ASSIGNED TASK:
What's wanted is the full listing, reproduced exactly.

____

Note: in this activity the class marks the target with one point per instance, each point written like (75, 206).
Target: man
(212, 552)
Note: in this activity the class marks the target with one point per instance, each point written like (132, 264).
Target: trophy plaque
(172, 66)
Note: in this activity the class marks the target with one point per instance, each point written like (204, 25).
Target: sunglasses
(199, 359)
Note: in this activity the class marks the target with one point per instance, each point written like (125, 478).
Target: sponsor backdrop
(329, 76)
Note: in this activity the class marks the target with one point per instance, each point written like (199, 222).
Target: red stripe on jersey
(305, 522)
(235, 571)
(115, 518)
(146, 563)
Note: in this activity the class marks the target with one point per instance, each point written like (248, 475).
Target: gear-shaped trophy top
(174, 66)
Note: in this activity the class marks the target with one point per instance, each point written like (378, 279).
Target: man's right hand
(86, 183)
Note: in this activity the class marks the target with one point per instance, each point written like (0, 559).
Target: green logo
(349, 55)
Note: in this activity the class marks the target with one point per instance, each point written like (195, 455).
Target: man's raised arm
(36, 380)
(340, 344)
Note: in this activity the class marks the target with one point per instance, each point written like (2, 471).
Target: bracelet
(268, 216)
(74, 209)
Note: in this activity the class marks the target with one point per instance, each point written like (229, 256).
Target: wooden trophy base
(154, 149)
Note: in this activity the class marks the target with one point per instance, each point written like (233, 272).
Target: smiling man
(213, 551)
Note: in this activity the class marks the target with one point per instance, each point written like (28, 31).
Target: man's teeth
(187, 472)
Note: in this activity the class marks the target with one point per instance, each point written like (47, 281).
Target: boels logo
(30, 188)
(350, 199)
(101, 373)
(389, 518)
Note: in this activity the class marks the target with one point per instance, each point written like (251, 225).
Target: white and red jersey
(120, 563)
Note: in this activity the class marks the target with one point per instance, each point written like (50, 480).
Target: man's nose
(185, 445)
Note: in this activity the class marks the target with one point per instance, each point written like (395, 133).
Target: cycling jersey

____

SOLUTION TO THE EXERCISE:
Note: in this activity the class marks the target with one point per instance, each point written like (75, 206).
Target: man
(212, 552)
Note: in this activity the class marks the target with one point per instance, each point written like (132, 264).
Target: trophy plaque
(172, 66)
Note: in this activity the class marks the target with one point per instance, each point written like (204, 25).
Target: sunglasses
(199, 359)
Note: in this activity the class marks the target with one point per instance, each point written like (125, 478).
Target: sponsor backdrop
(329, 76)
Note: in this activity the class marks the target with one point per instance, each point written like (199, 222).
Target: red stripe on jersey
(305, 522)
(235, 571)
(115, 518)
(146, 563)
Note: in this activity the class marks the target with one point per instance, each point written like (248, 475).
Target: gear-shaped trophy top
(174, 66)
Note: in this activity the class marks the target with one point per instance, each point written like (378, 279).
Target: man's right hand
(86, 183)
Note: in this activity the class marks the target with one point per instance, each point written like (0, 559).
Target: green logo
(349, 55)
Note: in this activity the class marks the target with one point per instance, each point written like (195, 455).
Target: man's raised arm
(36, 380)
(340, 344)
Note: in this activity the class marks the target with one point per instance, each point written like (2, 471).
Target: bracelet
(268, 216)
(74, 209)
Note: in this activity the class marks the target with one point per instance, each point written like (229, 256).
Target: wooden trophy base
(154, 149)
Note: in this activity the class marks the target with one point per instance, each point written like (233, 272).
Target: smiling man
(213, 551)
Note: in this activity the class marks the target with one point per instance, each point written like (28, 31).
Target: man's teeth
(187, 472)
Note: in this activity the class marks the target with one point per instance, each point written like (47, 281).
Target: boels logo
(30, 188)
(350, 199)
(101, 373)
(389, 518)
Note: in this activity the class marks the target with one point per instance, each point written like (251, 225).
Target: white and red jersey
(120, 563)
Note: in this activity the class marks the target with one point per instance, each point written like (50, 480).
Target: man's nose
(185, 445)
Note: in this activity the class marks the target with one point per instance, each point written like (395, 133).
Target: cycling jersey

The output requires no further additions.